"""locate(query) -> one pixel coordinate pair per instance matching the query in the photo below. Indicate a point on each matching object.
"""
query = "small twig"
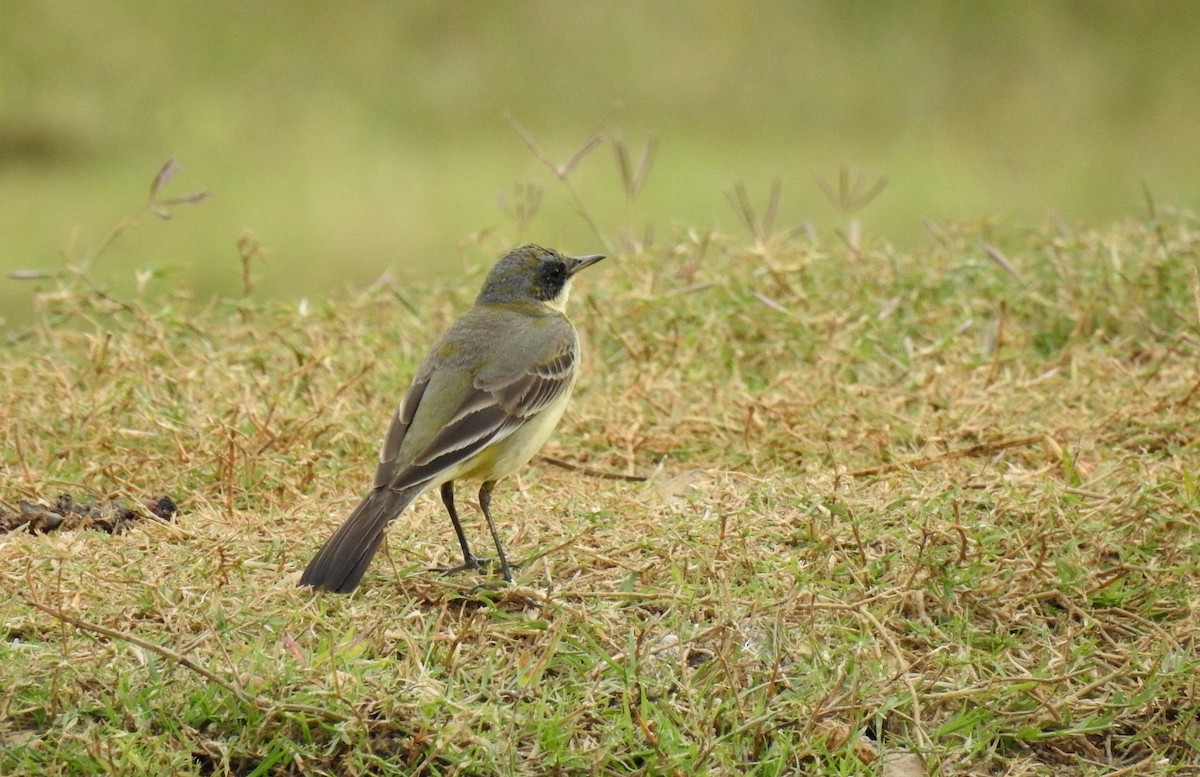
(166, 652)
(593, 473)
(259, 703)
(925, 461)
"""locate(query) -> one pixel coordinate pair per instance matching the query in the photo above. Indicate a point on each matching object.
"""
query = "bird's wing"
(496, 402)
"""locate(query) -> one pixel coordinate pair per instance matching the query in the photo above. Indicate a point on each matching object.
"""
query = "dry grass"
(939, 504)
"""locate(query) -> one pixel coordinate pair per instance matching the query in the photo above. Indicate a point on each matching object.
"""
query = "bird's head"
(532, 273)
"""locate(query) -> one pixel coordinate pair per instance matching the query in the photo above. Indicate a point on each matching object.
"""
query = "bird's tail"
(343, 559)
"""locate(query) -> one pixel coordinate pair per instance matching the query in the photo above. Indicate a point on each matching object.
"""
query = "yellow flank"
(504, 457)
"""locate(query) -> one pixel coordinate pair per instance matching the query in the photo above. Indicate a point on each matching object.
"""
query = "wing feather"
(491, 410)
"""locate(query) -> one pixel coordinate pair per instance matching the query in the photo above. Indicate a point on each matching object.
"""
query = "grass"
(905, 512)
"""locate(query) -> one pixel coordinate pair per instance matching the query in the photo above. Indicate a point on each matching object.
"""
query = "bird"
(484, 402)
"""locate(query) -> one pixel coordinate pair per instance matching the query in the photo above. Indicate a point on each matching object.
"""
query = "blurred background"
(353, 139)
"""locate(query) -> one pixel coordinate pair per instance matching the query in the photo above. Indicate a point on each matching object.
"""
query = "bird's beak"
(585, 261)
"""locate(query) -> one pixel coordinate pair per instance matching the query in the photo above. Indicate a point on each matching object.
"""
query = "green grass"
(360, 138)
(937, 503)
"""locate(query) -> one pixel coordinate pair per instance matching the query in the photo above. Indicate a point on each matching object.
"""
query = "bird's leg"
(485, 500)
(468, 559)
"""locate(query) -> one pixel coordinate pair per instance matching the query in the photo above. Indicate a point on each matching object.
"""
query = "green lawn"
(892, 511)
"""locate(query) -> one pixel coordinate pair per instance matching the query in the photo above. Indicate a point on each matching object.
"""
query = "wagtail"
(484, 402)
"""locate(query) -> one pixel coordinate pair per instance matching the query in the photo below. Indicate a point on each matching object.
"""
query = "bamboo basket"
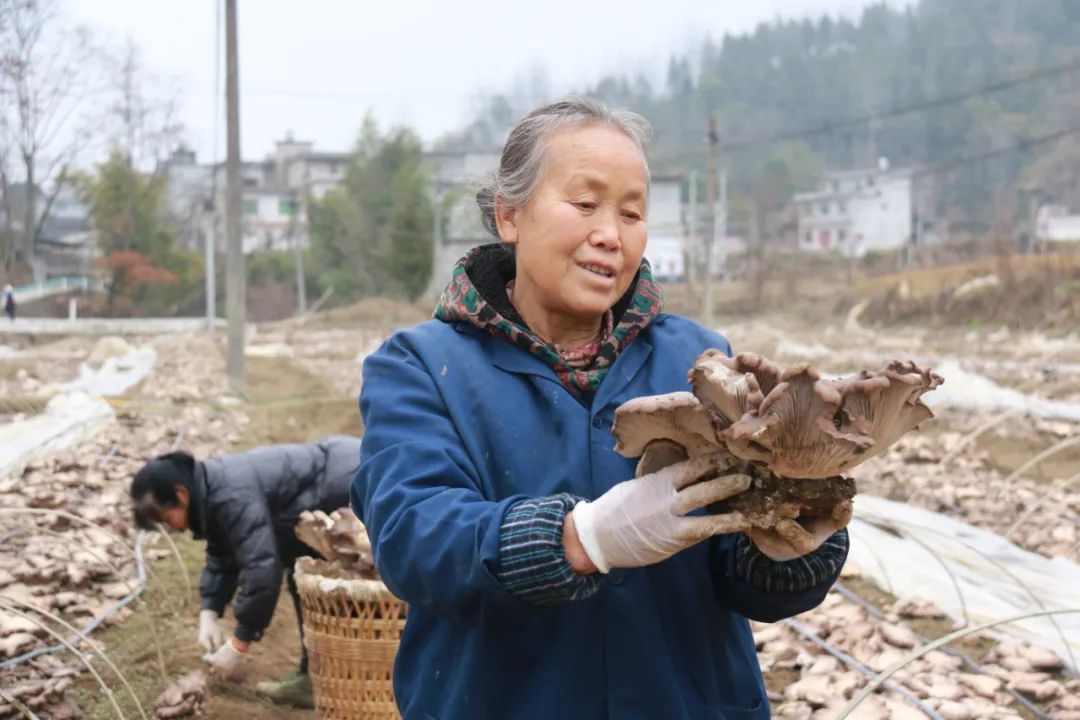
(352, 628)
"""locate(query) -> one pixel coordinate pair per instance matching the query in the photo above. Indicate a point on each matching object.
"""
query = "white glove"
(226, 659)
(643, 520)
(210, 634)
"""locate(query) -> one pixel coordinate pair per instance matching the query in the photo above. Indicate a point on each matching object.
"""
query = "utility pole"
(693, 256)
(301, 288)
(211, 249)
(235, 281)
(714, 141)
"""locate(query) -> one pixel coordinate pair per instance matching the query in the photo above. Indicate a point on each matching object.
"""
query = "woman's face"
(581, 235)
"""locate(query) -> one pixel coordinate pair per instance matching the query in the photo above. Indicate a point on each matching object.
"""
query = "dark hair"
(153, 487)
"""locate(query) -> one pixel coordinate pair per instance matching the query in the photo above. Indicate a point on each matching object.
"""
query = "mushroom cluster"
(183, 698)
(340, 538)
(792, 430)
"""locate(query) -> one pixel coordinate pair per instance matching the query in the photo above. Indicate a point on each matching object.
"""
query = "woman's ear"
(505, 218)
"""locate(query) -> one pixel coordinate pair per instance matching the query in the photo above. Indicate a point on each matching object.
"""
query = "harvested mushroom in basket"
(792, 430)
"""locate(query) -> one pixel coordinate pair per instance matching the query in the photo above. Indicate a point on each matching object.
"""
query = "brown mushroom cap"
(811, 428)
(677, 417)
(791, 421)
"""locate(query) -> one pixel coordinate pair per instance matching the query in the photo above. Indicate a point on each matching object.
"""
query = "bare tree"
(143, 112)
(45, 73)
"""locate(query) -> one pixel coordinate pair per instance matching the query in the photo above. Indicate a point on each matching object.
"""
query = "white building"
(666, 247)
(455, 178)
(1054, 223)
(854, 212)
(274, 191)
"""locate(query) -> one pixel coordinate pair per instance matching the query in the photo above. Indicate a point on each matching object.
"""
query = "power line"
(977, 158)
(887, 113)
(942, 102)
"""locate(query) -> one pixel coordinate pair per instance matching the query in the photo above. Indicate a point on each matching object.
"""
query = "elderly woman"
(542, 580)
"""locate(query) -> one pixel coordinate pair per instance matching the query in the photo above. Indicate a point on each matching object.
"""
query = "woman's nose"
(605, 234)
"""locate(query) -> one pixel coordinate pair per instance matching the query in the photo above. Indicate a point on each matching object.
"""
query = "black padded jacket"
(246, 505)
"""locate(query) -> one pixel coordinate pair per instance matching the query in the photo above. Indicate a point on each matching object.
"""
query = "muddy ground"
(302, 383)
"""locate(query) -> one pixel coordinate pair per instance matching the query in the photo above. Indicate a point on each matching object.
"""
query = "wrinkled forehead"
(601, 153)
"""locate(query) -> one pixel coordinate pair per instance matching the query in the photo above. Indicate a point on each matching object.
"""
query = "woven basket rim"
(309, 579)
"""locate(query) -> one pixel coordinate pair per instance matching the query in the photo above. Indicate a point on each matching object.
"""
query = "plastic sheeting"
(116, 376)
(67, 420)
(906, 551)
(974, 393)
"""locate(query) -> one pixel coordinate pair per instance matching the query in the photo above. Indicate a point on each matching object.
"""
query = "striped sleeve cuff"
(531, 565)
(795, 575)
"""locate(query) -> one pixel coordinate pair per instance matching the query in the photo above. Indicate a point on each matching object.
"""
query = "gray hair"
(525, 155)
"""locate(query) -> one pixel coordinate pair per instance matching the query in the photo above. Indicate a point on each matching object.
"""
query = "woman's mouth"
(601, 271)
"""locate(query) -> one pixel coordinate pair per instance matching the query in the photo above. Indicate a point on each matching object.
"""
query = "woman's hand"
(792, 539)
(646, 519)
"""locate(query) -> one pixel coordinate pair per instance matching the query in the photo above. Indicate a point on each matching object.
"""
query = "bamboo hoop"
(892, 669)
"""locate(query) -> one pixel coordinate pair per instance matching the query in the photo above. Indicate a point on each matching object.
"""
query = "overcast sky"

WHAT NEEDS TO BE DONE |
The material is to be reproduced verbatim, and no picture may appear in the copy.

REPLY |
"""locate(query) -> one pixel coordinate pair per instance matching the query in the photo below. Indicate a point on each matching object.
"""
query = "small twig"
(166, 652)
(593, 473)
(259, 703)
(925, 461)
"""locate(query) -> one pixel coordinate pair per instance matching the query in the photo above. Indicate a point on each matching object.
"""
query = "bird's wing"
(496, 402)
"""locate(query) -> one pixel coordinate pair per instance matching the query in the photo above. Indicate a point on each matching object.
"""
query = "dry grass"
(939, 504)
"""locate(query) -> one pixel coordinate pair per instance matching the query in the photo above. Indicate a point on each matching object.
"""
query = "bird's head"
(532, 273)
"""locate(query) -> one pixel coordinate pair per instance matching the query in the photo above. Indicate a point on each matching object.
"""
query = "bird's tail"
(343, 559)
"""locate(query) -> one pixel coordinate pair per instance matching the query in the photo above. Indicate a point on each matching object.
"""
query = "yellow flank"
(504, 457)
"""locate(query) -> one pixel coordinate pair per instance matching the query in the photo above. Indicate a point on each matching object.
"""
query = "wing feather"
(491, 410)
"""locate(query) -> one pixel coordinate pair per instance matching the query in the photo above. Indicate a point on each matching object.
"""
query = "grass"
(905, 512)
"""locate(query) -> one pixel coordinate pair per instance matching the query in the photo above. Indicate a point on each matching object.
"""
query = "bird"
(484, 402)
"""locate(query) -> one pixel coordinate pair per instance matching the query in the photo above. Indicate a point on each matching object.
"""
query = "blurred background"
(353, 139)
"""locate(query) -> one pixel coordinate pair per instance matching the query in the photo above. Indicate a point on each matching object.
"""
query = "bird's beak"
(585, 261)
"""locate(query) -> one pixel coordinate pair per instance matching the query in the photo above. Indicate a point on each matching object.
"""
query = "green grass"
(360, 138)
(937, 503)
"""locate(query) -> one pixel coordinate pair per instance matching the query in the photo above. Indicate a point on each matching object.
"""
query = "bird's leg"
(485, 500)
(468, 559)
"""locate(query) -> one pixel coordinate pair per instance matching the query in the photo above. Indicate a point on each matching object.
"""
query = "green lawn"
(892, 511)
"""locate(query) -> one pixel coordinate pair per instance matching the query in the photo above. Indicate a point on each matching object.
"""
query = "wagtail"
(484, 402)
"""locate(query) -> one pixel coordinate pair per instance matching the query in the photo below. Indicate a point on each matching object.
"""
query = "bamboo basket"
(352, 628)
"""locate(query) -> one pixel coordinate pair per instance matching the query in the photo above. Indicate a point on each matching object.
"""
query = "white glove"
(226, 659)
(643, 520)
(210, 634)
"""locate(query) -> one pixel coordinate pair per instance matching the query in the photo above. Indicate a point on each matching object.
"""
query = "utility pole"
(693, 256)
(301, 288)
(211, 249)
(235, 281)
(714, 141)
"""locate(query) -> one pixel coordinate pair per instance matching the query in the photo above. Indicate a point on each matching object.
"""
query = "woman's face"
(581, 235)
"""locate(query) -> one pixel coordinate pair per instance matching the query in the photo above. Indicate a point on each matching object.
"""
query = "dark hair"
(153, 487)
"""locate(query) -> one pixel coordinate pair per instance matching the query in the photo above. Indicate a point on each matching object.
"""
query = "mushroom cluster"
(183, 698)
(340, 538)
(792, 430)
"""locate(query) -> one pixel coordinate pair per instance matching the query in the photo above. Indicate a point on each matching object.
"""
query = "woman's ear"
(505, 218)
"""locate(query) -> one pixel coordinate pair per instance matching the query in the photo above. Indicate a point on each matching object.
"""
query = "harvested mushroom in basket"
(792, 430)
"""locate(query) -> one pixel coordinate pair per instance matching the query in the photo above. Indicate a point on each matching object.
"""
query = "brown mushroom cap"
(811, 428)
(677, 417)
(791, 421)
"""locate(query) -> one pixel coordinate pair per instance matching the query in the photo above. Indicate a point on each matching object.
"""
query = "bare tree"
(143, 112)
(45, 73)
"""locate(query) -> one pixel coordinate pair per instance matching the query in the photo above. Indicate a point on each matching object.
"""
query = "white building"
(666, 247)
(455, 178)
(1054, 223)
(854, 212)
(274, 191)
"""locate(query) -> one pixel coordinate pair per instance matching the query in the photo above. Indicate a point on each matching object.
"""
query = "power line"
(977, 158)
(887, 113)
(942, 102)
"""locate(query) -> one pixel coordinate pair per instance matching the query in the photo above. Indicate a point on each matching object.
"""
query = "elderly woman"
(542, 580)
"""locate(query) -> one pixel coordinate pair per instance matching the query in the photo above. Indicate a point on each matching object.
"""
query = "woman's nose"
(605, 234)
"""locate(query) -> one pixel coordinate pair per instance matching the query in the photo above. Indicate a point on each matching object.
"""
query = "black padded jacket"
(246, 505)
"""locate(query) -> one pixel coordinate pair per instance matching the query in the photo above. Indicate a point on each matching object.
"""
query = "muddy ground"
(302, 383)
"""locate(query) -> one pixel coordinate pair per instance matching the query in the photo above. Indicate a point on each matching object.
"""
query = "wrinkled forehead"
(601, 153)
"""locate(query) -> one pixel coordinate pair per instance matching the query in the photo above. Indicate a point on each matching object.
"""
query = "woven basket rim"
(309, 579)
"""locate(query) -> one pixel coordinate pair per instance matching the query in the photo above. Indicate a point on each matching object.
"""
query = "plastic sheeting"
(116, 376)
(67, 420)
(906, 551)
(974, 393)
"""locate(query) -> one pixel coordinate pair per instance matching the query in the photo above. Indicate a point on each matching object.
"""
query = "striped sleeve cuff"
(531, 565)
(795, 575)
"""locate(query) -> one pixel coordinate pair per instance matching the query in the photo above. Indicate a point on each matching object.
"""
query = "gray hair"
(525, 155)
"""locate(query) -> one pixel coordinate pair per instance matching the query in the photo above. Indicate a point on each matching object.
"""
query = "woman's mouth"
(601, 271)
"""locate(query) -> one pixel coordinate pair per instance matching the query in the photo above. Indicate a point on each matching object.
"""
query = "woman's hand"
(792, 539)
(646, 519)
"""locate(query) -> one pixel coordinate pair per instance matching the query in the photo above. Indicate a point on each matching object.
"""
query = "bamboo hoop"
(892, 669)
"""locate(query) -> one pixel coordinate pair per instance matching the query in the photo above. Indicate a point on each matching object.
"""
query = "overcast sky"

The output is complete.